Selection ▸
A pervasive concern with the use of subjective data in choice models is that the data are biased and endogenous. This paper examines the extent to which cognitive biases plague subjective data, specifically addressing 1) whether cognitive dissonance affects the reporting of beliefs, and 2) whether individuals exert sufficient mental effort when probed about their subjective beliefs. For this purpose, I collect a unique panel data set of Northwestern University undergraduates that contains their subjective expectations about outcomes specific to different majors in their choice set. I do not find evidence of cognitive biases systematically affecting the reporting of beliefs: By analyzing patterns of belief updating, I can rule out cognitive dissonance being a serious concern in the current setting. Moreover, there seems to be no systematic (nonclassical) measurement error in the reporting of beliefs. In the reported beliefs for the various majors, I find no systematic patterns in mental recall of previous responses or in the extent of rounding. Comparison of subjective beliefs with objective measures suggests that students have well-formed expectations. Overall, the results paint a favorable picture for the use of subjective expectations data in choice models.

Short problem a ▸
Please extract each line in the entries below that contains the string "belt". Case counts.

Material shown ▸
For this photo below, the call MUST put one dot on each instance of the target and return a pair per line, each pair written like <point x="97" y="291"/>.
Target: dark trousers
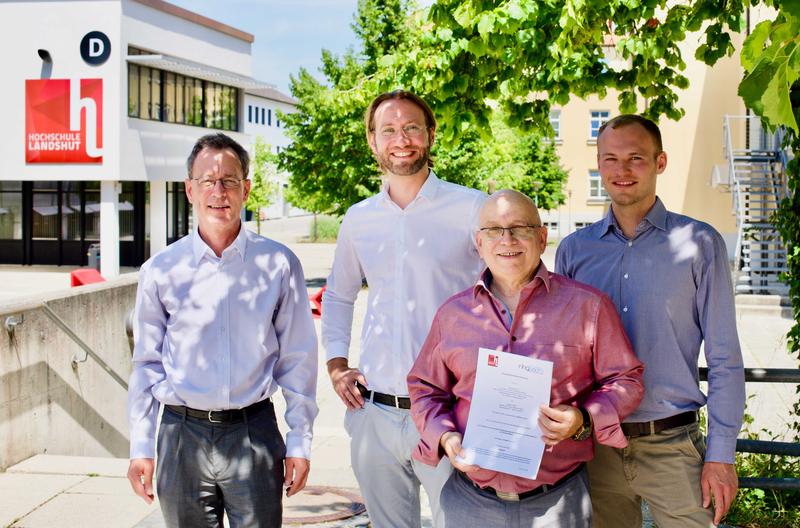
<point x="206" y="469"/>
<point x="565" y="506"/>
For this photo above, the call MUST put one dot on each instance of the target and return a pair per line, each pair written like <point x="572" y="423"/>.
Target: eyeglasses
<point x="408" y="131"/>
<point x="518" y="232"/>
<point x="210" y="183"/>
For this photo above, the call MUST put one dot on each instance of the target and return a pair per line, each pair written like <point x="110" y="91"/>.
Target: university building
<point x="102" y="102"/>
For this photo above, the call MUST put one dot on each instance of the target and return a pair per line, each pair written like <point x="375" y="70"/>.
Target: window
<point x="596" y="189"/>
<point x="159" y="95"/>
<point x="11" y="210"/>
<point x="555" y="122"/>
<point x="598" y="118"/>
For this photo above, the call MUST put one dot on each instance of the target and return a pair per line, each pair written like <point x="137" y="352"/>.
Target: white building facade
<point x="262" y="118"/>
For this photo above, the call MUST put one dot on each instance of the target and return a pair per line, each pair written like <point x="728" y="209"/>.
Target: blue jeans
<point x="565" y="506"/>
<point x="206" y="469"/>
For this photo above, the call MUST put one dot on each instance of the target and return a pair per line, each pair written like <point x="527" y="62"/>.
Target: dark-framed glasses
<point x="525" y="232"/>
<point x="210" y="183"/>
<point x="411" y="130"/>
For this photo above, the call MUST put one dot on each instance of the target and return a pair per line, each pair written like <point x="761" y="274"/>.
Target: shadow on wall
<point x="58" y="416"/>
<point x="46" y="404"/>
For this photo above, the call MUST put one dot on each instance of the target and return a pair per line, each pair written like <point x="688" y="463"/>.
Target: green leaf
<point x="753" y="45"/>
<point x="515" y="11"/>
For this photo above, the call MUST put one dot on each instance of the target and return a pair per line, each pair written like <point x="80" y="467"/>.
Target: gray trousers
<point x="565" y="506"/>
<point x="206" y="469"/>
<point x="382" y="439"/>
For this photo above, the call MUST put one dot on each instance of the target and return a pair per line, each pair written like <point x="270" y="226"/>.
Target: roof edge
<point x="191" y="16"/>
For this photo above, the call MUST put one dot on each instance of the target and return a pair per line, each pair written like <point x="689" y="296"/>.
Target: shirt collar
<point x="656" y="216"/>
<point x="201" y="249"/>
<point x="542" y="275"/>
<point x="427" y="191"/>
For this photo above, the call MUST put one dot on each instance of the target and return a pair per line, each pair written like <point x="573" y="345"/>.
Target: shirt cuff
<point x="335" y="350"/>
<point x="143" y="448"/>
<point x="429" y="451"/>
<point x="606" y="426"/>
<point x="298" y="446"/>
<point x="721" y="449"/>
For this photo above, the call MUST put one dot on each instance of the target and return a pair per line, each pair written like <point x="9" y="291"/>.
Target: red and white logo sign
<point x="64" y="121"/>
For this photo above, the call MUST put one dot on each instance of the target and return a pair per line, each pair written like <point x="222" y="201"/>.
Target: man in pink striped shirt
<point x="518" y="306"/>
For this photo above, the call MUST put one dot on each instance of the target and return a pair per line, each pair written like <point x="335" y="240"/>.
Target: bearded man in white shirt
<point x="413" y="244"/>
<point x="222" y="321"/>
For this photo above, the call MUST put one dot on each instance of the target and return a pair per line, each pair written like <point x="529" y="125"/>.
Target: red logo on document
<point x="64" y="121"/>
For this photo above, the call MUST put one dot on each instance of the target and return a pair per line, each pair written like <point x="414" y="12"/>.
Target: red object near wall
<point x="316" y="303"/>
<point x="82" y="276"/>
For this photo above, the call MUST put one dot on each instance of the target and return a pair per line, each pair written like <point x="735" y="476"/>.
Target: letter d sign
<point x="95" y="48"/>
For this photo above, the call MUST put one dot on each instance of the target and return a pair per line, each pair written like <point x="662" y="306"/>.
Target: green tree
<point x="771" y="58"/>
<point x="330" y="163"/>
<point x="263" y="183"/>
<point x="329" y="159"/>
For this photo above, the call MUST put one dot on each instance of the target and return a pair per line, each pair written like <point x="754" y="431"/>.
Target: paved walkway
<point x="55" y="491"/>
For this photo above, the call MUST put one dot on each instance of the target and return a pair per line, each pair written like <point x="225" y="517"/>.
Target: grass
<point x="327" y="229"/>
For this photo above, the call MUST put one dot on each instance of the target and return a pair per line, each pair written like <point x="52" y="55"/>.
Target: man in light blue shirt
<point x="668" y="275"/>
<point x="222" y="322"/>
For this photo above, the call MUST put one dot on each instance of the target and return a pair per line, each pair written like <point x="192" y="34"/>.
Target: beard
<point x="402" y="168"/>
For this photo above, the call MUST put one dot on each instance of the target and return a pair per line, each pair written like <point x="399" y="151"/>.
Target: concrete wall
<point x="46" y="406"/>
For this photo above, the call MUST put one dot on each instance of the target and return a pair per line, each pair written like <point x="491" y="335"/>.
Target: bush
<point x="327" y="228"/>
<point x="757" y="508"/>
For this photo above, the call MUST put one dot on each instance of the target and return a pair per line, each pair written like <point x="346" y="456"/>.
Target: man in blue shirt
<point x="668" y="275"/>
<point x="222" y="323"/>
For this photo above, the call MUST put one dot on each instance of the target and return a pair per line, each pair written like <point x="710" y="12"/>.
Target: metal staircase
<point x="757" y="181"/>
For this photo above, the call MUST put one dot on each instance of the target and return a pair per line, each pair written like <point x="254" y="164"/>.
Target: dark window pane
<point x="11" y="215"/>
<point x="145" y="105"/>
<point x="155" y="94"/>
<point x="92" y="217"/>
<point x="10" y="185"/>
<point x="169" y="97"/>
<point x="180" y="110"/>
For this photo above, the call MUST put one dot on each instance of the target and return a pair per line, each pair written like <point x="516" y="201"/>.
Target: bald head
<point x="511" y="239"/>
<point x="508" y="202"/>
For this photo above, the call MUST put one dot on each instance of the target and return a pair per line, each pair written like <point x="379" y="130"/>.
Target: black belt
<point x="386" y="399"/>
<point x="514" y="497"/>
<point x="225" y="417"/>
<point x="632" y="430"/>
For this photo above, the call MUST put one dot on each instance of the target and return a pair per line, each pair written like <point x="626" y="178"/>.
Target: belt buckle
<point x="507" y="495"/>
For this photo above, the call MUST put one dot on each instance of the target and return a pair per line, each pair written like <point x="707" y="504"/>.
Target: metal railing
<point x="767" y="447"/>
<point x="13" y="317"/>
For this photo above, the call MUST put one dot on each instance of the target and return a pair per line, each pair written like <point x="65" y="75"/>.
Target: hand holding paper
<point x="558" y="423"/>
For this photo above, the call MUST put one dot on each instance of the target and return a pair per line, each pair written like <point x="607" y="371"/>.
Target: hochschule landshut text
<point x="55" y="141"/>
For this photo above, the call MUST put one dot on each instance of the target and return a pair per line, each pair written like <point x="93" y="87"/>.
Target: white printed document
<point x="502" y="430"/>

Short problem b ▸
Answer these questions using the abstract above:
(i) Whose subjective expectations make up the panel data set?
(ii) Which cognitive bias does the analysis of belief updating rule out as a serious concern?
(iii) What does comparing subjective beliefs with objective measures suggest?

Written reply a ▸
Target: black belt
Target: belt buckle

Written reply b ▸
(i) Northwestern University undergraduates
(ii) Cognitive dissonance
(iii) Students have well-formed expectations.